** Start of DATA EXCERPTS **

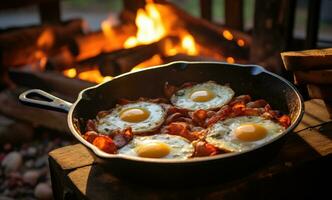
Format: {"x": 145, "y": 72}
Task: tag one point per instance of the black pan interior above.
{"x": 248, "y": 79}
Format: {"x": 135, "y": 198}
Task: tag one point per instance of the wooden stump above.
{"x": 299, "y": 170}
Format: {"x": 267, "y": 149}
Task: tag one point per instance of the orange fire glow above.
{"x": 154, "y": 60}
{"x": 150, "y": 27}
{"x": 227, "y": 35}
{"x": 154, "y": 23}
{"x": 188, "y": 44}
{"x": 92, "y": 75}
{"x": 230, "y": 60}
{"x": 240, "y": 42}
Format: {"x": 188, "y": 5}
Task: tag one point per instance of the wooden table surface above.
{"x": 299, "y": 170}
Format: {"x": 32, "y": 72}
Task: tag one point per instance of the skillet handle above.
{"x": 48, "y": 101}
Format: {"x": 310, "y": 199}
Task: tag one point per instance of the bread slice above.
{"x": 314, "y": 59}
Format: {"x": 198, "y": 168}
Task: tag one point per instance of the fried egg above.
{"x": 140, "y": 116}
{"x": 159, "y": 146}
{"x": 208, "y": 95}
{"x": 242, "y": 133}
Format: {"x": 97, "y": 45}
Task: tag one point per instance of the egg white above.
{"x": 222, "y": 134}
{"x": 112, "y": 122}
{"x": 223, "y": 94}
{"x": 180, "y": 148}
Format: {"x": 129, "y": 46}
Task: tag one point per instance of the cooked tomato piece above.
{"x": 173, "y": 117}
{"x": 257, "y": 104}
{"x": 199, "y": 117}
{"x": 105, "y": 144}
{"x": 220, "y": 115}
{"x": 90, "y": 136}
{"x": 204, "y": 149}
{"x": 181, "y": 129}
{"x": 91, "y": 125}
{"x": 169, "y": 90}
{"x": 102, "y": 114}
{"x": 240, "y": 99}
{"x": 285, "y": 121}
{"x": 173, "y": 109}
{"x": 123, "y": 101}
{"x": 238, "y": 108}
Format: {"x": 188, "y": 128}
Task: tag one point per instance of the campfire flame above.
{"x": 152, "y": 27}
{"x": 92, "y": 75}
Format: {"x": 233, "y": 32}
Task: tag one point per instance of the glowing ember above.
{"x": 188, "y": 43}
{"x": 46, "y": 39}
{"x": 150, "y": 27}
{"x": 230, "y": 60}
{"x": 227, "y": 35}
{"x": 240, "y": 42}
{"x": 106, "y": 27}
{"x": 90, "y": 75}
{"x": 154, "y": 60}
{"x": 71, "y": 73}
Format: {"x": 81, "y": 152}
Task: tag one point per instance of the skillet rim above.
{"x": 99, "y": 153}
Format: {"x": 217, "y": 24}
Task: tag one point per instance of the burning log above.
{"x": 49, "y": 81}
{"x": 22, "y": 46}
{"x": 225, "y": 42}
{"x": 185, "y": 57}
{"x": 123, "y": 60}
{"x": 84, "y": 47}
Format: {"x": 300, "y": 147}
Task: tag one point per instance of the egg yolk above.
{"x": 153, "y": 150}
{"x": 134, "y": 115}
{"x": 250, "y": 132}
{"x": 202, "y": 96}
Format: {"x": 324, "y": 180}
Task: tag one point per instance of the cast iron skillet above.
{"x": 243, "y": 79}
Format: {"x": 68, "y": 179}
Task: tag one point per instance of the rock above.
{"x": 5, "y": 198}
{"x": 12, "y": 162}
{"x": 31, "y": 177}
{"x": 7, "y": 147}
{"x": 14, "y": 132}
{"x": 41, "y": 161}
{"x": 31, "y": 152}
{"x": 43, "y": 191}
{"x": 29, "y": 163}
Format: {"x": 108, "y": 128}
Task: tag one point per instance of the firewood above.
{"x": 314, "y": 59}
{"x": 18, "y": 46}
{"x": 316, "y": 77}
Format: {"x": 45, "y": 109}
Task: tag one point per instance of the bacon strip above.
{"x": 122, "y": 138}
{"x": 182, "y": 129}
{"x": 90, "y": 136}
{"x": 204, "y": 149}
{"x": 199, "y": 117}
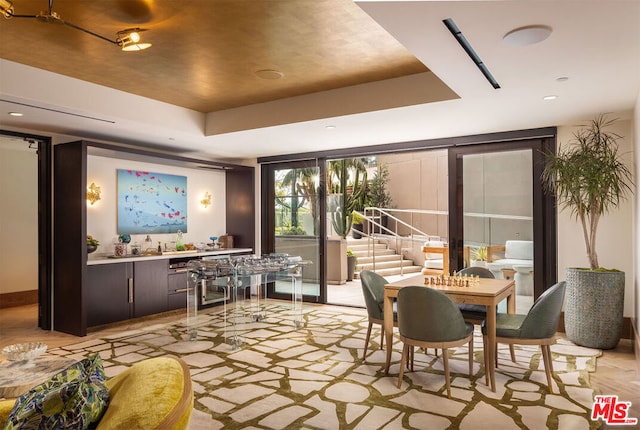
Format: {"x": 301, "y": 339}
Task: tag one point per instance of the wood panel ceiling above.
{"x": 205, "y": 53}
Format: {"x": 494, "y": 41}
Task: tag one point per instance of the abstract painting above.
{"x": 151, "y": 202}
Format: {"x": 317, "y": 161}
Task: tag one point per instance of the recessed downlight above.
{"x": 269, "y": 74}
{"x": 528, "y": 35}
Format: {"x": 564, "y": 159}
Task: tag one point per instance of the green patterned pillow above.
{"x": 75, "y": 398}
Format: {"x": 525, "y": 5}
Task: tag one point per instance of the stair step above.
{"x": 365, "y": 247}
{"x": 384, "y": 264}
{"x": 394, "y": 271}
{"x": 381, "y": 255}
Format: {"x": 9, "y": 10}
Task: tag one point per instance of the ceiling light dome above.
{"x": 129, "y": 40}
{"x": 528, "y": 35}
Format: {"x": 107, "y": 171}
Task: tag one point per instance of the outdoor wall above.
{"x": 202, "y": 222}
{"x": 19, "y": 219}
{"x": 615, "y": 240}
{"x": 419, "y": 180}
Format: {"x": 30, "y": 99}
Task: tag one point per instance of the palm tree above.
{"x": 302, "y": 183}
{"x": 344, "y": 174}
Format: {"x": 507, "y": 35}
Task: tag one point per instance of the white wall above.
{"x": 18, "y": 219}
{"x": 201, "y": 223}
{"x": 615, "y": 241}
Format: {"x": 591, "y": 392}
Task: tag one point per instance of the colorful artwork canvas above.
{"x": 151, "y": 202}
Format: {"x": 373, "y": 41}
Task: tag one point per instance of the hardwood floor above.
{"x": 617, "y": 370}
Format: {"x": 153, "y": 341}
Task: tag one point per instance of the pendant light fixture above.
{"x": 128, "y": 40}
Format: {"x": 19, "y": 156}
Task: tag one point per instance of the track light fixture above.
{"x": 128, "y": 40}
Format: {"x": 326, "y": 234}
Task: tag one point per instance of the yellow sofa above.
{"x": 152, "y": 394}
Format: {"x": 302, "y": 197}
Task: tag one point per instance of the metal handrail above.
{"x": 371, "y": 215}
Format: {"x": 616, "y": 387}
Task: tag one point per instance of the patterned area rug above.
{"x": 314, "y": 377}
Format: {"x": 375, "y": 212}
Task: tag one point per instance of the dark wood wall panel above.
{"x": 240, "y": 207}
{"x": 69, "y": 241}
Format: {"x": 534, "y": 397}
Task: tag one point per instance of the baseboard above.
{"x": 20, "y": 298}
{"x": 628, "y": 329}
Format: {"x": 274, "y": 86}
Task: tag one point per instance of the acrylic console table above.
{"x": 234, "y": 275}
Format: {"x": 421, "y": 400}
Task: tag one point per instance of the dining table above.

** End of DATA EXCERPTS **

• **JOB**
Find each line in the records above that contains the string "ceiling" and copy those lines. Case counts.

• **PROBLEM SOLUTION**
Task: tag one point per instance of the wood panel ceiling above.
Task: tag one point per instance of the ceiling light dome above.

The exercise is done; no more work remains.